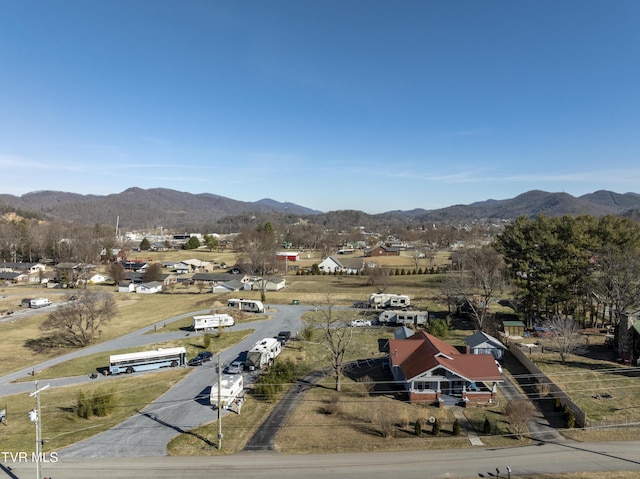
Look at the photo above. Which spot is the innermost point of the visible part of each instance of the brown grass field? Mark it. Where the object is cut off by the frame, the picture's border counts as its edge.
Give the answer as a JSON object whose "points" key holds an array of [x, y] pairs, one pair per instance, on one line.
{"points": [[357, 416]]}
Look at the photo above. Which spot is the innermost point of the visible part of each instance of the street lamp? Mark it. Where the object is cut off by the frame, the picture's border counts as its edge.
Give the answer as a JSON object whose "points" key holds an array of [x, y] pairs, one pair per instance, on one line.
{"points": [[35, 416]]}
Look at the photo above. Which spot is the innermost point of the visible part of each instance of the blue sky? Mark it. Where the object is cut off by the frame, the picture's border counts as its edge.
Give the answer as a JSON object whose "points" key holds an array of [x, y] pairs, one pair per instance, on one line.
{"points": [[350, 104]]}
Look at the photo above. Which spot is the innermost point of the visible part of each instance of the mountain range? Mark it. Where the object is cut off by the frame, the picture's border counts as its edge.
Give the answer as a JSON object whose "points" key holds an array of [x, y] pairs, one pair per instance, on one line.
{"points": [[139, 208]]}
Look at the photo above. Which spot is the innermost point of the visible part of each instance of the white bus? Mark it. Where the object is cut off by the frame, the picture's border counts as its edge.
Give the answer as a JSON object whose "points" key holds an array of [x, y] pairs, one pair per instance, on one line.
{"points": [[208, 321], [248, 305], [146, 360]]}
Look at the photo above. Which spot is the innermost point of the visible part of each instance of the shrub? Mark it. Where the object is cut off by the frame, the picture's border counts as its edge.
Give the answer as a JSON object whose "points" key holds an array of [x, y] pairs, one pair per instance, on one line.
{"points": [[558, 405], [435, 429], [418, 427], [334, 405], [456, 428], [83, 406], [486, 427], [364, 385], [570, 419]]}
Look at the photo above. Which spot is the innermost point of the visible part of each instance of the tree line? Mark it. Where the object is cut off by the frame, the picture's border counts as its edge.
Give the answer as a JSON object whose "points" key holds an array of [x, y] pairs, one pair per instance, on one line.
{"points": [[582, 267]]}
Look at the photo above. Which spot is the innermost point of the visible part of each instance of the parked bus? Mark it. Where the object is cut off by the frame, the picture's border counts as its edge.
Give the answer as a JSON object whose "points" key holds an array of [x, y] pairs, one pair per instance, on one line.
{"points": [[209, 321], [146, 360], [248, 305]]}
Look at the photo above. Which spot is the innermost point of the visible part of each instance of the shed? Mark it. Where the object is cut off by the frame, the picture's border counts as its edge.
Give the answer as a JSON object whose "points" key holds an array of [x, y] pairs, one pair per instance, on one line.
{"points": [[513, 328]]}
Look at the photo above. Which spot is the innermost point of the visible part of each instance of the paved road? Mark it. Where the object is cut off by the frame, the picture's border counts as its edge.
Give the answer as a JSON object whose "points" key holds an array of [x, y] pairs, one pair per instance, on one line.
{"points": [[470, 463], [182, 408]]}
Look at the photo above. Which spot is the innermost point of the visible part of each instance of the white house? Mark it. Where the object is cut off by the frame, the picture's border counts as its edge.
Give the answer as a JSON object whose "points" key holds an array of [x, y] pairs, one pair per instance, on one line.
{"points": [[274, 283], [99, 278], [126, 286], [344, 265], [149, 288]]}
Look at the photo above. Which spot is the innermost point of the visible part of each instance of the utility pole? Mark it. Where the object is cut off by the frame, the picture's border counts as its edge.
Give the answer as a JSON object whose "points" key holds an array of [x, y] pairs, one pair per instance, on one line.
{"points": [[36, 417], [219, 402]]}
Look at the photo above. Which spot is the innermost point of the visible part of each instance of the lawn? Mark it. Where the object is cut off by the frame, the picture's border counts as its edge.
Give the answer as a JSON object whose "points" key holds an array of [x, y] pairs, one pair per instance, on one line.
{"points": [[97, 362], [608, 392], [362, 417], [135, 312], [61, 426]]}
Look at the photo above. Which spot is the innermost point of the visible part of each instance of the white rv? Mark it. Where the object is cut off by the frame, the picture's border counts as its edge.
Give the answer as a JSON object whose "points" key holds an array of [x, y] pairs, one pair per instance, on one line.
{"points": [[406, 318], [248, 305], [208, 321], [263, 353], [231, 388], [384, 300], [39, 303]]}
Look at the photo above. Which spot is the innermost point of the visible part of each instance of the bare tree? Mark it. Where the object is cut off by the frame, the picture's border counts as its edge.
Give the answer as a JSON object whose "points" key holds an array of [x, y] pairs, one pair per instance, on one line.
{"points": [[617, 279], [481, 276], [565, 336], [153, 273], [336, 335], [117, 272], [258, 252], [376, 277], [77, 322]]}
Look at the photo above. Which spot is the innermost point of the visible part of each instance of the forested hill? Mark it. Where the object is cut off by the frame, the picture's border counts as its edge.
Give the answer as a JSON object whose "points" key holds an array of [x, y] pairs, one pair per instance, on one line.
{"points": [[136, 208]]}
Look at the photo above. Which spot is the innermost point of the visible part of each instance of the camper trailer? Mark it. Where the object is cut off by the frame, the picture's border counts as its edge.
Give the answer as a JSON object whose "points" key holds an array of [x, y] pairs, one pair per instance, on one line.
{"points": [[208, 321], [385, 300], [231, 389], [247, 305], [263, 353], [39, 303], [405, 318]]}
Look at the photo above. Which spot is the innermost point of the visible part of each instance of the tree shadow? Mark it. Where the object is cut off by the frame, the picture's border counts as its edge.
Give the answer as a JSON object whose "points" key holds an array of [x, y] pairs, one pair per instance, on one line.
{"points": [[204, 397], [178, 429]]}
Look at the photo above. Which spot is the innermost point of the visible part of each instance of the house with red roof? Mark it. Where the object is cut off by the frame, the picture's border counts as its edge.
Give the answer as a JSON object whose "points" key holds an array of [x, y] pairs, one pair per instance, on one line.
{"points": [[431, 370]]}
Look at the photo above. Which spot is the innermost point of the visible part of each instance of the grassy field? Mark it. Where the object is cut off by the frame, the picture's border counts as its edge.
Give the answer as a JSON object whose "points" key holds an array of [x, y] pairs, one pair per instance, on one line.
{"points": [[359, 418], [134, 312], [311, 425], [97, 362], [138, 311], [608, 392], [61, 425]]}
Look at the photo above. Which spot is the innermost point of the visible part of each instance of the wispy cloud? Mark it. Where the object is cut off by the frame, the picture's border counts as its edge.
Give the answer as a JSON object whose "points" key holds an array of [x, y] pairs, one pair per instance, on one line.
{"points": [[473, 132]]}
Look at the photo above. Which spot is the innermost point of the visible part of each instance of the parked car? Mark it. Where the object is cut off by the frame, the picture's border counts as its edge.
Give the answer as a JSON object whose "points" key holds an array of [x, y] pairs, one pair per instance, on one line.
{"points": [[235, 367], [201, 358], [359, 323], [284, 337]]}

━━━━━━

■ **Problem requirements**
In the listing above, find the line containing "the tree line?" and the line containing "of the utility", then quote both, plus every line between them, exactly as written.

■ **Output for this exercise**
Look at the photo above. Which spot is the innermost point of the visible part of each instance of the tree line? Mark it. Where the object is cut off by the frame, the picture's border counts as its edge.
Give the answer as a JSON object whose "points" key holds an array of [x, y] pairs, one pair per instance, on one line.
{"points": [[582, 267]]}
Look at the photo above. Which spot is the innermost point of the visible part of each instance of the parked bus? Mark it. Where the object is cut off by the frame, the picture's border counts as its edge.
Give the answer as a JSON object whose "points" key holds an array of [x, y] pairs, one pair per instance, on one line.
{"points": [[209, 321], [146, 360], [248, 305]]}
Look at the photo above. Which spot is the innermost point of the visible part of each instance of the shed? Mark it. Where the object is cut off by the frame, the picture's border counts as its edge.
Give the answer as a JSON object whose "points" key holds an array of [x, y] pairs, one pair per instance, on one line.
{"points": [[513, 328]]}
Look at the photo above. Which spot is the innermost point of the visible part of each instance of the paved road? Mark it. Where the object is cut off by the frame, the picture's border counts as its edge.
Give the answer as a JSON object whose "points" key holds an array of [x, y] pairs, one pair per instance, on one line.
{"points": [[470, 463], [182, 408]]}
Look at the photo above. Which spot is the innermost point of the visible part of each instance of the white house? Mark it. Where the object is cut off by the frame, the picture's border counts as its edge.
Give the answer as a JSON object whose "points" key holds an array of [x, y] pairs, one pair per instance, on one line.
{"points": [[274, 283], [99, 278], [126, 286], [344, 265], [149, 288]]}
Look at the photo above. Which spot is the innermost point of the visible part of each instance of the utility pole? Mark it. Where the object is cut off by the frame, the picture's border counts as its edge.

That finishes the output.